◆ **Data shown**:
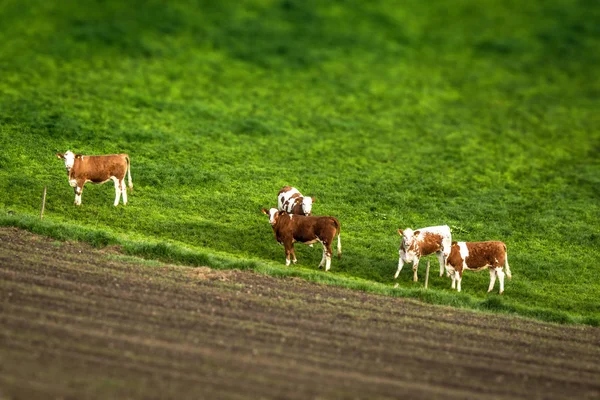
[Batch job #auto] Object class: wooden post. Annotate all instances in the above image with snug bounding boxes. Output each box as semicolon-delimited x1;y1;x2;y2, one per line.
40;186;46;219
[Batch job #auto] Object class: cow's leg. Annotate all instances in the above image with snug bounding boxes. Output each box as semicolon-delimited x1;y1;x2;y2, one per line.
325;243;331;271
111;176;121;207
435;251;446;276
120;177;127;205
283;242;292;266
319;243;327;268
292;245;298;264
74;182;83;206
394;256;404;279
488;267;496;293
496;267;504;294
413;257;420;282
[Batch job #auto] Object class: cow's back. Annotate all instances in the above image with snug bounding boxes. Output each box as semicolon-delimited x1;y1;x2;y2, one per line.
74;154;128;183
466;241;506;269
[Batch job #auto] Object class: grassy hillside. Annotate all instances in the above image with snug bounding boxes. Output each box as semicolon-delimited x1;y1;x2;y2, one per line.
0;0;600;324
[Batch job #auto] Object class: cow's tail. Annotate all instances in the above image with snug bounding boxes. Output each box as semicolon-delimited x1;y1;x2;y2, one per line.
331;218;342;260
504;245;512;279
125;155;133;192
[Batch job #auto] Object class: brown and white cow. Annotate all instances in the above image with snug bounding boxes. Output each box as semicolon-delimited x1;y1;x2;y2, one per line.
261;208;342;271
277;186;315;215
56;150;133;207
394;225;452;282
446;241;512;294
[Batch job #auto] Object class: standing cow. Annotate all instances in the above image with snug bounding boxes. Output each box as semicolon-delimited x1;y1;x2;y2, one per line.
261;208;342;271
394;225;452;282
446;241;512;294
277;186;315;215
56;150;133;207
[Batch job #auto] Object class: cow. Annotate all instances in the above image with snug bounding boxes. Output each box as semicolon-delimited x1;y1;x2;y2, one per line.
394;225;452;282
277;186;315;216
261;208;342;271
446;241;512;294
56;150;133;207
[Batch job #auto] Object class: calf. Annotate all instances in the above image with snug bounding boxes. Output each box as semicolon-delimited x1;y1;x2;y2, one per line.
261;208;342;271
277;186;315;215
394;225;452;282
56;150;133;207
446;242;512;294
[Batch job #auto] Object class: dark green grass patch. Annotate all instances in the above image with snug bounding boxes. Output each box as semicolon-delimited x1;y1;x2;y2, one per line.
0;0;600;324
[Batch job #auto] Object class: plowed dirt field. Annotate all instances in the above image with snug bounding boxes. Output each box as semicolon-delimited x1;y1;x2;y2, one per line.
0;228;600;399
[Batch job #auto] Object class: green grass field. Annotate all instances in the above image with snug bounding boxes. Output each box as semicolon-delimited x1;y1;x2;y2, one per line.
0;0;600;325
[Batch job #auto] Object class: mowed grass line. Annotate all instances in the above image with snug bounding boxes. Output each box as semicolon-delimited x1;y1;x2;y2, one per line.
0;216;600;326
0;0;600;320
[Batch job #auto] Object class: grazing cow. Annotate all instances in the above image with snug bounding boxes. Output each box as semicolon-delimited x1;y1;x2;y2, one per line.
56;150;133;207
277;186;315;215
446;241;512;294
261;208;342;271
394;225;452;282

...

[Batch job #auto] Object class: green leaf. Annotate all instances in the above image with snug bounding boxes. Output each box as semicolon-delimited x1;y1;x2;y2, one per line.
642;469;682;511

◆ **Aim of the exercise**: Show every line of the listing above that contains the word "field", copied in full.

◆ **Exercise output**:
[Batch job #auto] Object class: plowed dirt field. Annotate all instances in the above image with snug bounding boxes. Output each box as semicolon-delimited x1;y1;x2;y2, one per line.
[Batch job #auto] Object class: green grass field. Annotate all instances in the above image with snug bounding boxes. Output each box as semicolon-delimited x1;y1;x2;y2, one per line.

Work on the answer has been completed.